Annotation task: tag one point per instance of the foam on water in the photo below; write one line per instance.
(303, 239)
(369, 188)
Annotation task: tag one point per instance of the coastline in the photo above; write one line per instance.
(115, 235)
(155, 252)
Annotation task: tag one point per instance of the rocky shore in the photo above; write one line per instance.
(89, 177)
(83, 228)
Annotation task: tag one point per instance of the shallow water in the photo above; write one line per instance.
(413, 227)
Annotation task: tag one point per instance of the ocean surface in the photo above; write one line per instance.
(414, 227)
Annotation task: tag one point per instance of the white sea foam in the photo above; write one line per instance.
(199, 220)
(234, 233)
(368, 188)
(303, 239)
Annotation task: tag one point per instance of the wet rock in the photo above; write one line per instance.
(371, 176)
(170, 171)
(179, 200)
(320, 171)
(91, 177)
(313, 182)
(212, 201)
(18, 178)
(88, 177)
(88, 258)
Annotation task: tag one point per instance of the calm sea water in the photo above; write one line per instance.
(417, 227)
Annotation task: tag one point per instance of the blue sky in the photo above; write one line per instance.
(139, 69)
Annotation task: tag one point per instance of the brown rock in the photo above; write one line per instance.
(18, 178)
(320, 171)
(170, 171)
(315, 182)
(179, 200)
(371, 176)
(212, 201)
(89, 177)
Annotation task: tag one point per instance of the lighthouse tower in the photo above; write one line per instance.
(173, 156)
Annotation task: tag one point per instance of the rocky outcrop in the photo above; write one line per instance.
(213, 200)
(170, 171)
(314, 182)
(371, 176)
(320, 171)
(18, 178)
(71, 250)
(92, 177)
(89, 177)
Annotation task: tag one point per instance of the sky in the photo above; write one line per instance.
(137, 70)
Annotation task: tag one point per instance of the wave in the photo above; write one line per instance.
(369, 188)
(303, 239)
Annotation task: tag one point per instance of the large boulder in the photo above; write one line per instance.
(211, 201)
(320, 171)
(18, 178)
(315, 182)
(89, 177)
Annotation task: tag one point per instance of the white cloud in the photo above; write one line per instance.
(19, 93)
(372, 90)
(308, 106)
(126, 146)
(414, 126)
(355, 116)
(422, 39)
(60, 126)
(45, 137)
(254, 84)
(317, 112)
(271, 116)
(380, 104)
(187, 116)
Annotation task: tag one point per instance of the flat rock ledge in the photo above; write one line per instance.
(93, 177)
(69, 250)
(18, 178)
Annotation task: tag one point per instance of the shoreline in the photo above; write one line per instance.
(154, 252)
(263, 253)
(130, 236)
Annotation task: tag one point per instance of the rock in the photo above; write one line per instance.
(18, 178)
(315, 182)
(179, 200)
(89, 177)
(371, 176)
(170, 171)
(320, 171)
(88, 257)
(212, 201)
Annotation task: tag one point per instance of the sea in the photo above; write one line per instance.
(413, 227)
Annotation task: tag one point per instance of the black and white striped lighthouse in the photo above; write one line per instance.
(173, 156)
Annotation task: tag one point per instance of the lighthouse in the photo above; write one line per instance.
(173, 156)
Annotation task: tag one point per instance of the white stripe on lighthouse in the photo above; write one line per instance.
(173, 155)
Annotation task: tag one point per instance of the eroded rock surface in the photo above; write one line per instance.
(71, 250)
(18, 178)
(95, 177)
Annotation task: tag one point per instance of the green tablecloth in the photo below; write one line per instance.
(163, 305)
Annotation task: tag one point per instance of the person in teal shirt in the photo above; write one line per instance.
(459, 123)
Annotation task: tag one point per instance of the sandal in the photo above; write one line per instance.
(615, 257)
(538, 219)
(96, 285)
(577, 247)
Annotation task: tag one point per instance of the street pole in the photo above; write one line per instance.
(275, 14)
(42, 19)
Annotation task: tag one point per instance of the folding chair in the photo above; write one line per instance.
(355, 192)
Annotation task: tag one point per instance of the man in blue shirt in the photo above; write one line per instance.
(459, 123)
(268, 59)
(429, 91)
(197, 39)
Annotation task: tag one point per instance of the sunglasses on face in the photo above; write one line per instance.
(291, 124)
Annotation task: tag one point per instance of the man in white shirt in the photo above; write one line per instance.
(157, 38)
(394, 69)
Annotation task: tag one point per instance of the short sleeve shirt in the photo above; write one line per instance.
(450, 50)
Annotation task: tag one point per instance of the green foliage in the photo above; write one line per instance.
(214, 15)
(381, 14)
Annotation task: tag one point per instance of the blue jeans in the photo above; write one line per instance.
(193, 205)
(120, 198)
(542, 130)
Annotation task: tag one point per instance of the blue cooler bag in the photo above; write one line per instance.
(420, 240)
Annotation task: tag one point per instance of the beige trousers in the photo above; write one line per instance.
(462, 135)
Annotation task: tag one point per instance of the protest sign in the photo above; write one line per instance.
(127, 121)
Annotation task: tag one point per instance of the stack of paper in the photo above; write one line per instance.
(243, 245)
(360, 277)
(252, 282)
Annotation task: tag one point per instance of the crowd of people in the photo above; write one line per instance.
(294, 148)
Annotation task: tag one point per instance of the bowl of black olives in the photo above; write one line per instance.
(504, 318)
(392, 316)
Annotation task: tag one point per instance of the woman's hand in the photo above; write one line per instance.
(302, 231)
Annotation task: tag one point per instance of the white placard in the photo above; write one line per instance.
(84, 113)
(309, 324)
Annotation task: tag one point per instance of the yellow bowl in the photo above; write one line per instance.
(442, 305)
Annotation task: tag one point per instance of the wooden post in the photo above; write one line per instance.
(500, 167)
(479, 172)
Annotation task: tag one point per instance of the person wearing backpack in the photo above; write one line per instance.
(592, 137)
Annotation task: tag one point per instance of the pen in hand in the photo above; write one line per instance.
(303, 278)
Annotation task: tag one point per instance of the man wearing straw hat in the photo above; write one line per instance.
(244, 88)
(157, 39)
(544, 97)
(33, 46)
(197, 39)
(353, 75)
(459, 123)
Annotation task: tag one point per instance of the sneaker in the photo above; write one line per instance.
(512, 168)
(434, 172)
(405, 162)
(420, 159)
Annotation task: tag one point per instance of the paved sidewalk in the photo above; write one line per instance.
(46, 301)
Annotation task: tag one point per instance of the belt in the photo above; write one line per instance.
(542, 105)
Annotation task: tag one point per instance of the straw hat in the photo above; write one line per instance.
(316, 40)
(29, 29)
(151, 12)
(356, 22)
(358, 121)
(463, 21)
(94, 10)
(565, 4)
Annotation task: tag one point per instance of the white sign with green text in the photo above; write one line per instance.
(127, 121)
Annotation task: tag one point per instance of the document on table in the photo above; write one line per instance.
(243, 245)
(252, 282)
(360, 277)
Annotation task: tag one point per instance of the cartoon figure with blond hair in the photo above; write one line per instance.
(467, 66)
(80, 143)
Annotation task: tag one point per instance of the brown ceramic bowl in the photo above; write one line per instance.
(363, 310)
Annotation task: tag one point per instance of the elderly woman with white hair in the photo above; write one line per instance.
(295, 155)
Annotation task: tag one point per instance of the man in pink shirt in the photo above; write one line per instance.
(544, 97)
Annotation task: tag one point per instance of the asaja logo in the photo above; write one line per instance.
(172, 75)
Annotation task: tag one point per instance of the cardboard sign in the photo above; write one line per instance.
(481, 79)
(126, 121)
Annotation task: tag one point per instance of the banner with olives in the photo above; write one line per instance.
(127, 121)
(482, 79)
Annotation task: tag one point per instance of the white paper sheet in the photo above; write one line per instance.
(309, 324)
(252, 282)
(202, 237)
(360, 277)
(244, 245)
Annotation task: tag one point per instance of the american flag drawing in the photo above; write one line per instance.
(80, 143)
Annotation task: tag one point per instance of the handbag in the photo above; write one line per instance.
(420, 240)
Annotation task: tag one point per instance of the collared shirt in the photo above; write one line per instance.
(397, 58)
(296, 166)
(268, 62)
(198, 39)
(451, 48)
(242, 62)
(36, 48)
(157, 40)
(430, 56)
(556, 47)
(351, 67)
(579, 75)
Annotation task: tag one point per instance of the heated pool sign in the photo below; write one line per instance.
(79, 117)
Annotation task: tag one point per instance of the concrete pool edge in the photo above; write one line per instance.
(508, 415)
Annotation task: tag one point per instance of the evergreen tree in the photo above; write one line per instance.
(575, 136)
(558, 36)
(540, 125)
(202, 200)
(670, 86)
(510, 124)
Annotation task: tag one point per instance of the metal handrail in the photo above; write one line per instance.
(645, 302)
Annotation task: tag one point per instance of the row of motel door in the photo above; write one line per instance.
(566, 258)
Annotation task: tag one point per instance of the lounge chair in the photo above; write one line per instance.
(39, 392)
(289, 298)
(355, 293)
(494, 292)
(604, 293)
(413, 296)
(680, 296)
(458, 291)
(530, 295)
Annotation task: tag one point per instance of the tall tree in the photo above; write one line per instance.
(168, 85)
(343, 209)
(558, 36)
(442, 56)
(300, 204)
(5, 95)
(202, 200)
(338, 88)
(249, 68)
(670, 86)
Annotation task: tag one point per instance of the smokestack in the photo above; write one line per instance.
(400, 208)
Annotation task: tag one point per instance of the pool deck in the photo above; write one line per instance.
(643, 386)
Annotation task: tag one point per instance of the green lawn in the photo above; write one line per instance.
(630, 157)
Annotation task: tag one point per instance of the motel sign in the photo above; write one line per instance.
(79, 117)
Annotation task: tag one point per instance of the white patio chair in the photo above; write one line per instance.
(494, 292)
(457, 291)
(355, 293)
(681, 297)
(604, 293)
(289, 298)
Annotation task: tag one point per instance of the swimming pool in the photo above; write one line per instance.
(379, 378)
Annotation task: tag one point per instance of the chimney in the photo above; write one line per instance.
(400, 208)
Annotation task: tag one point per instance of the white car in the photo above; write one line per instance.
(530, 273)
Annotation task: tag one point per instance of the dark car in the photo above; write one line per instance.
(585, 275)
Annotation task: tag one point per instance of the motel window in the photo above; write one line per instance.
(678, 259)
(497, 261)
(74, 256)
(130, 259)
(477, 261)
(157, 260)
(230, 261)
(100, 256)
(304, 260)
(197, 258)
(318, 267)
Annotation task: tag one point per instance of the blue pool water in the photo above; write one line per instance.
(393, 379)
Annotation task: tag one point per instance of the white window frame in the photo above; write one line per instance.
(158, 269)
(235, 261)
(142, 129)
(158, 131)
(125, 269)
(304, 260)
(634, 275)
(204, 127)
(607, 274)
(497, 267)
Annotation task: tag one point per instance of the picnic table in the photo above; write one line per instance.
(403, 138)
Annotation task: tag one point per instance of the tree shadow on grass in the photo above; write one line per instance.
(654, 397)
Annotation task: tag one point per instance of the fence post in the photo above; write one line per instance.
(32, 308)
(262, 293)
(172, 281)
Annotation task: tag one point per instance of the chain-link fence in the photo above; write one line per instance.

| Job |
Exactly as written, give the line containing "Annotation task: tag one point per instance of the green lawn" and all remaining lines of the records.

| Complete output |
Annotation task: tag one point per instance of the green lawn in the photo above; write one line per instance.
(630, 157)
Annotation task: tag one point per instance of the motel sign in the photo above; write one line per instance.
(79, 117)
Annotation task: tag one point per instance of the white patio chair in the photo above; write one line per instance.
(494, 292)
(457, 291)
(355, 293)
(681, 297)
(604, 293)
(289, 298)
Annotation task: tag one point per instance of the swimming pool in the photo above; write one line per instance.
(379, 378)
Annotation task: tag one point per instance of the chimney in the photo above; write one line per instance.
(400, 208)
Annotation task: tag one point per instance of the white car in the photo above; write one line per instance.
(530, 273)
Annotation task: tag one point per instance of the dark car in the photo above; write one line per instance.
(585, 275)
Annotation task: tag one point per instance of the motel window in the photo above; write one line per instance.
(678, 259)
(497, 261)
(74, 256)
(130, 259)
(477, 261)
(157, 260)
(230, 261)
(100, 256)
(304, 260)
(197, 258)
(318, 267)
Annotation task: tag one point per instance of the blue pool water in the photo above; write one line per instance.
(393, 379)
Annotation task: tag one point per instance of the white window frame in the photo above; write one line per instance.
(158, 269)
(235, 261)
(142, 129)
(158, 131)
(125, 269)
(304, 260)
(634, 275)
(204, 127)
(607, 274)
(497, 267)
Annotation task: tag one point per instance of the picnic table in the photo above; write one line per instance.
(403, 138)
Annotation task: tag one point per instance of the tree shadow on grass in the photo above; write one line per instance.
(654, 397)
Annotation task: tag one point per instance of the fence post in the photo above; write one line per instance.
(32, 308)
(262, 293)
(172, 281)
Annotation task: tag one point per instance of the chain-link fence in the photo above; write one line per instance.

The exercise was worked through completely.